■ ABOUT THIS EXERCISE
Emit the line that holds "Detect american flag" and all lines following it through the end of the data, verbatim, and nothing else.
:: RECORD EXCERPTS
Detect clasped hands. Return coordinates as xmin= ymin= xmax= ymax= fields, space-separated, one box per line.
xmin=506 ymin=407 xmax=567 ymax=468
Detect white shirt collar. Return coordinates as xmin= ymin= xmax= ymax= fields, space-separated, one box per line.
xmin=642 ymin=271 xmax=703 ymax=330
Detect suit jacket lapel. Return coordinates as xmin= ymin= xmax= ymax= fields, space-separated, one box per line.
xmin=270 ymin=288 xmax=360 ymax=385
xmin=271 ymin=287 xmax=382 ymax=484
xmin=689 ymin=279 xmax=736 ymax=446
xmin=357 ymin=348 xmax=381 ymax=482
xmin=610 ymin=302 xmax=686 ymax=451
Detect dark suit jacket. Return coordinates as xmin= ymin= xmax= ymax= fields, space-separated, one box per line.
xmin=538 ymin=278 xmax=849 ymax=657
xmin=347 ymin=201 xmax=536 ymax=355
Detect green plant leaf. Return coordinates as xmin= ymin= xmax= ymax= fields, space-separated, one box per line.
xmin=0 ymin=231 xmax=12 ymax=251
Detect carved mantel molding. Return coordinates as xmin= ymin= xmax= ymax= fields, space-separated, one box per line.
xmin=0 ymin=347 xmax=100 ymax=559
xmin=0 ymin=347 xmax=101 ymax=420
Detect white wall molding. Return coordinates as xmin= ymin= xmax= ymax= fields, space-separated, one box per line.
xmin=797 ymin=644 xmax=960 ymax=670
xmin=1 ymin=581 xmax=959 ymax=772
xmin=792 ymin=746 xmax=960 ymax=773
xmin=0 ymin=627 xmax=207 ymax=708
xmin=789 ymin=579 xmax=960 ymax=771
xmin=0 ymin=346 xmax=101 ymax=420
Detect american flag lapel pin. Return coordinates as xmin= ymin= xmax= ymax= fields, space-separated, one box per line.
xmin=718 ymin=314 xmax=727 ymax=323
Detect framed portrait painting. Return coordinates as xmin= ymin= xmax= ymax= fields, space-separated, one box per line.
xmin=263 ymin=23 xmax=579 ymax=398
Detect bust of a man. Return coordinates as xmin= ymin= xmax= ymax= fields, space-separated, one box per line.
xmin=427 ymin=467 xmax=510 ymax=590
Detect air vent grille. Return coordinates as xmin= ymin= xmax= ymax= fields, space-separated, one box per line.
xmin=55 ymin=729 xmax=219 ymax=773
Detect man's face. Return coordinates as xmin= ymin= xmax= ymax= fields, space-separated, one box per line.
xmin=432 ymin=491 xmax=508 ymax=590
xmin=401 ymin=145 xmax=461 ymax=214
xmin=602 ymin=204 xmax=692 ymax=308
::::
■ RESULT FOR THIS EXERCISE
Detect american flag lapel pin. Return coordinates as xmin= ymin= xmax= ymax= fields, space-separated, one box per line.
xmin=718 ymin=314 xmax=727 ymax=323
Detect framed portrait painting. Return coordinates as xmin= ymin= xmax= ymax= fields, space-separated, one box per line.
xmin=263 ymin=23 xmax=579 ymax=398
Detect bust of a man. Return coordinates as xmin= ymin= xmax= ymax= fields, space-separated, one box per line.
xmin=427 ymin=467 xmax=510 ymax=590
Detect air vent grille. Return coordinates as xmin= ymin= xmax= ymax= fields, space-separated, one box per line.
xmin=55 ymin=729 xmax=219 ymax=773
Detect man's face. Return coordinates as xmin= ymin= xmax= ymax= fields, space-separated, one box per line.
xmin=432 ymin=491 xmax=508 ymax=590
xmin=401 ymin=145 xmax=461 ymax=214
xmin=602 ymin=204 xmax=692 ymax=308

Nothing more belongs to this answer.